— begin —
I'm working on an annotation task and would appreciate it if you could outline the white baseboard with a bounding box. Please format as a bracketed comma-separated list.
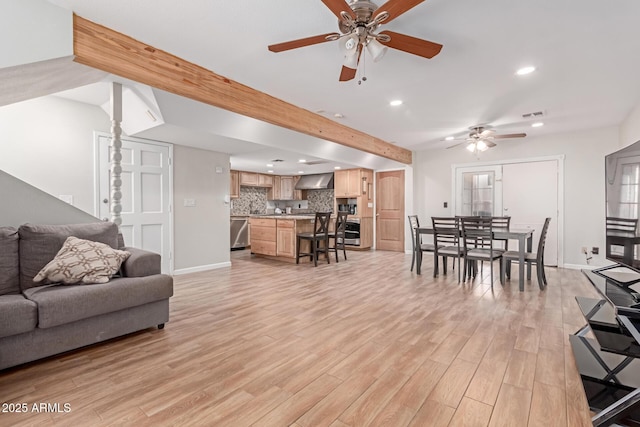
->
[173, 261, 231, 276]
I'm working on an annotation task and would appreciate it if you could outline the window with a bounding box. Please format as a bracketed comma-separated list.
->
[462, 171, 495, 216]
[619, 163, 640, 218]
— end —
» Written instruction
Could you reproduce the material from its start through the line containing "[173, 261, 231, 276]", keeping the requests, offsetting every bounding-box coordinate by 8, and leaving out the pictures?

» Full answer
I'm working on an annotation task and would appreciate it if you could outline the white baseboard with a bounding box. Please format as a bracketed comma-separated list.
->
[181, 269, 239, 284]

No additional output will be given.